Reading text:
I spend A LOT of time spelling for my people.

I can laugh about it now, and usually so can the kids, but there was a time when we al though we were doing something really wrong.

I thought I was teaching wrong. I felt like I was failing my kids.

My kids thought that they were being kids wrong, that their brains were wrong, They thought that they were stupid.

I had to completely shift what I thought of as 'school'.

I bought the curriculum everyone said was the best. I followed the directions. I would not deviate from the plan. We schooled in desks during school hours. What my daughters didn't complete during school was to be completed as homework.

We were not having fun.

The year that I had fourth and second grade daughters, and a little boy in pre-school was the very worst. The. Worst. Ever. My oldest daughter, Kiley,  took a very long time to read anything and would avoid anything with reading. Her times tables weren't memorized and spelling was impossible. Her younger sister, Laurel, was struggling to read and write in second grade. I thought something was not right and called the elementary school in our district and expressed my concerns. "They'll grow out of it," the counselor said, "Everyone learns at a different rate." On one hand I was thankful for the relaxed approach, but on the other my gut was telling me something was really off.

Task A: Reproduce the listing from its first line through the line that contains "pixel 131 164", including both ends. Omit the pictures.
The listing that comes next has no connection to the text above.

Excerpts from a location annotation dataset
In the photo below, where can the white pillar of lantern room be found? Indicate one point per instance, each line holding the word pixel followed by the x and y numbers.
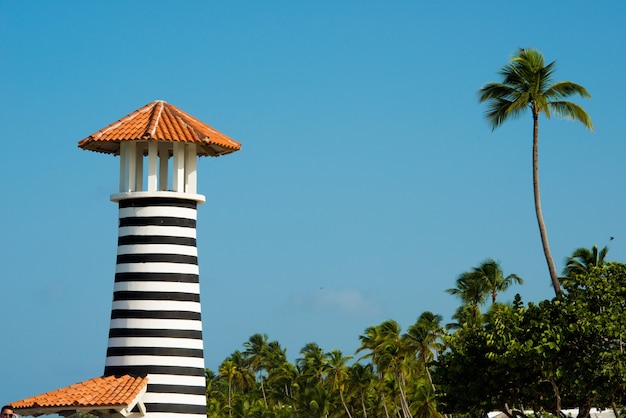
pixel 156 329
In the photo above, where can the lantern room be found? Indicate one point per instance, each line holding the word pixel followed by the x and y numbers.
pixel 158 146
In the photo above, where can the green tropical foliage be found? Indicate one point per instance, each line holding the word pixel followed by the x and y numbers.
pixel 521 359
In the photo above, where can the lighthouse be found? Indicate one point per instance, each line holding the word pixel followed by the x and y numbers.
pixel 155 335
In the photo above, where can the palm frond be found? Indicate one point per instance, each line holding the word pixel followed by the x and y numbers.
pixel 565 89
pixel 572 111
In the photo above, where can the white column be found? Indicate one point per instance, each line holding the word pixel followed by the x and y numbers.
pixel 178 175
pixel 190 168
pixel 164 155
pixel 153 147
pixel 124 182
pixel 138 167
pixel 131 164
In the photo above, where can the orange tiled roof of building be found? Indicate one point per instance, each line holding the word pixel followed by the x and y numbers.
pixel 160 121
pixel 100 392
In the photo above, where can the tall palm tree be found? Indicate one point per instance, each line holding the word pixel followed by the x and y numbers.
pixel 424 337
pixel 336 369
pixel 491 273
pixel 583 259
pixel 527 85
pixel 256 354
pixel 471 289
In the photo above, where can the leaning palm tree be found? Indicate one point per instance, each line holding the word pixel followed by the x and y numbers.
pixel 491 273
pixel 527 85
pixel 583 259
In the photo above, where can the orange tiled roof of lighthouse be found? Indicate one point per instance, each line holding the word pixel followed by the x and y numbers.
pixel 98 393
pixel 160 121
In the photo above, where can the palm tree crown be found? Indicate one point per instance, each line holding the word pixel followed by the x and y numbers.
pixel 527 85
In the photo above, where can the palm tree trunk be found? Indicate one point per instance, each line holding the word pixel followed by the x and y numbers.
pixel 343 402
pixel 542 227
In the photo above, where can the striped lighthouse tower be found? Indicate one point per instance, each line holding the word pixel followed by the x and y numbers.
pixel 156 328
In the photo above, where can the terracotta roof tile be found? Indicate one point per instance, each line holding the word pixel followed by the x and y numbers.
pixel 99 392
pixel 160 121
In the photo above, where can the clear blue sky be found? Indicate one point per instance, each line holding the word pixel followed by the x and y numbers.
pixel 368 180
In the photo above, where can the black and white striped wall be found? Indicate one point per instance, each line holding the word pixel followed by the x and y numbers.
pixel 156 328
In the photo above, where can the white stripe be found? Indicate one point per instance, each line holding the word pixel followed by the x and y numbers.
pixel 169 231
pixel 155 342
pixel 157 268
pixel 157 249
pixel 174 398
pixel 157 287
pixel 149 323
pixel 154 361
pixel 166 211
pixel 168 379
pixel 157 305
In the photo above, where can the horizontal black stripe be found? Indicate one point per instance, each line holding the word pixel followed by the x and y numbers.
pixel 155 239
pixel 156 277
pixel 157 258
pixel 154 351
pixel 157 221
pixel 155 333
pixel 139 295
pixel 134 313
pixel 158 201
pixel 143 371
pixel 185 390
pixel 175 408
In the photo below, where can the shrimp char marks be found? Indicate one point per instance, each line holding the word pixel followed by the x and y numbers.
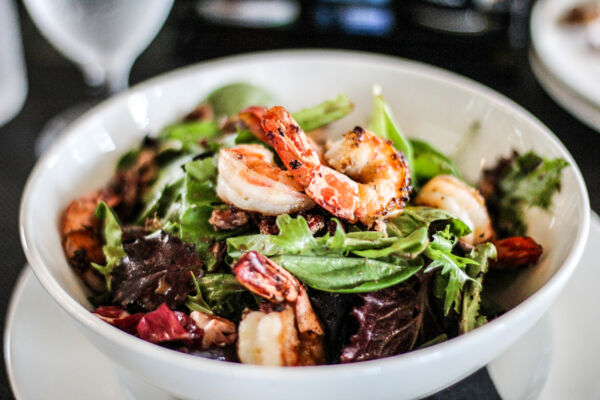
pixel 367 180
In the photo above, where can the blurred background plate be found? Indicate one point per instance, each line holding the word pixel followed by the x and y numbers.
pixel 581 108
pixel 564 50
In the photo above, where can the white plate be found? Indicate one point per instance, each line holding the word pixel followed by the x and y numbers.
pixel 565 50
pixel 48 358
pixel 582 109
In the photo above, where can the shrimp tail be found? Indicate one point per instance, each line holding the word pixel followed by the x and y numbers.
pixel 291 143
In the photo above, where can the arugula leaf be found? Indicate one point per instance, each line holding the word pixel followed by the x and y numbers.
pixel 429 162
pixel 113 247
pixel 452 267
pixel 295 237
pixel 470 317
pixel 408 246
pixel 529 180
pixel 196 229
pixel 382 124
pixel 348 274
pixel 219 294
pixel 413 218
pixel 323 114
pixel 165 190
pixel 230 99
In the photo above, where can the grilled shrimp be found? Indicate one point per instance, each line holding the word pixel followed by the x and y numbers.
pixel 80 235
pixel 292 336
pixel 453 195
pixel 377 183
pixel 250 180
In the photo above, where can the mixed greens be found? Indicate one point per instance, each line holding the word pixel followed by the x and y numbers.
pixel 166 260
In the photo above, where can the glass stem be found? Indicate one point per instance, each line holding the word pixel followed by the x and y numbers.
pixel 117 77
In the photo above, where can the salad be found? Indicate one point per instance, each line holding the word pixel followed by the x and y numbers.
pixel 250 234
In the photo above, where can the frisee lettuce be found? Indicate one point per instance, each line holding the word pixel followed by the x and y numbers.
pixel 348 274
pixel 219 294
pixel 530 180
pixel 470 316
pixel 452 267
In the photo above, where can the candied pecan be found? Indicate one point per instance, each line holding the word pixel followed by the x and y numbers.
pixel 228 218
pixel 515 252
pixel 267 225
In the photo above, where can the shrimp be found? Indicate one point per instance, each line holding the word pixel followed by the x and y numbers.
pixel 250 180
pixel 252 117
pixel 377 183
pixel 292 336
pixel 81 238
pixel 453 195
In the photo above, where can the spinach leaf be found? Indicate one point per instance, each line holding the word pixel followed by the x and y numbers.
pixel 165 190
pixel 219 294
pixel 113 247
pixel 408 246
pixel 323 114
pixel 470 317
pixel 382 124
pixel 347 274
pixel 230 99
pixel 452 274
pixel 429 162
pixel 413 218
pixel 529 180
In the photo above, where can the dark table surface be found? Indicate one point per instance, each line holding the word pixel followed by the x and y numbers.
pixel 498 59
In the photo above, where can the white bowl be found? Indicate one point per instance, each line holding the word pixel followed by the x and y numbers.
pixel 429 103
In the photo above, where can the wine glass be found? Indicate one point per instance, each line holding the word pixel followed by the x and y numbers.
pixel 103 37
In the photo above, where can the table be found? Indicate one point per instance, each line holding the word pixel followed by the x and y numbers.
pixel 492 59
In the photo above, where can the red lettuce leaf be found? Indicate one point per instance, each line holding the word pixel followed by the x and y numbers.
pixel 390 321
pixel 119 318
pixel 156 270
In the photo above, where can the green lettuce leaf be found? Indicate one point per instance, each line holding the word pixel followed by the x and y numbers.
pixel 323 114
pixel 197 302
pixel 470 317
pixel 113 245
pixel 429 162
pixel 295 237
pixel 452 267
pixel 186 136
pixel 348 274
pixel 382 124
pixel 529 181
pixel 219 294
pixel 413 218
pixel 230 99
pixel 409 246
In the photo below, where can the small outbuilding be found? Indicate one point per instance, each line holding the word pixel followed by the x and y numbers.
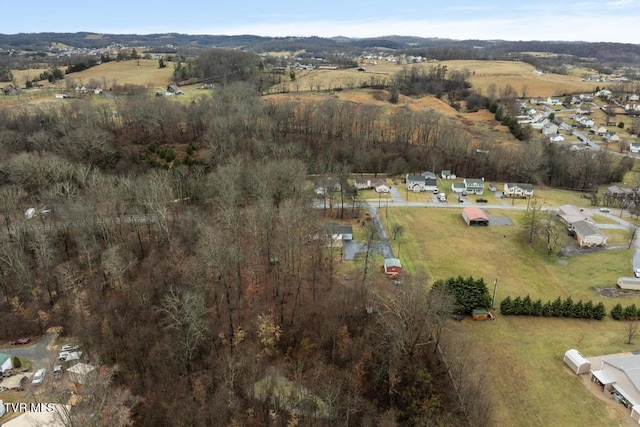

Task B: From the homeschooling text, write out the passage that begins at the words "I thought I" and ends after the words "they were stupid.".

Correct answer A:
In the photo below, where can the white pillar of lantern room be found? Indicate one point per instance, each line holding the word pixel followed by the x and y numbers.
pixel 156 329
In the photo above, where can the lantern room be found? Indicate one point per instance, each line holding the word pixel followed by the x and y numbers.
pixel 158 146
In the photo above, where can the green tropical foliage be found? Indicate one point per instance, each line holding the word pixel followed by the x and y numbers.
pixel 521 359
In the photo above, where can the lighthouse be found? Indicate one point per instance, each line holding the word pixel followed by the x and y numbers.
pixel 155 335
In the photo above, where can the palm frond be found? Indicate one point per instance, each line holding the word pixel followed by the x and y numbers.
pixel 565 89
pixel 572 111
In the photo above, where can the white column be found? Indicate one point per instance, each line holding the word pixel followed by the x and y numbers.
pixel 178 175
pixel 190 168
pixel 164 155
pixel 153 147
pixel 124 182
pixel 138 167
pixel 131 164

Correct answer B:
I thought I was teaching wrong. I felt like I was failing my kids.

My kids thought that they were being kids wrong, that their brains were wrong, They thought that they were stupid.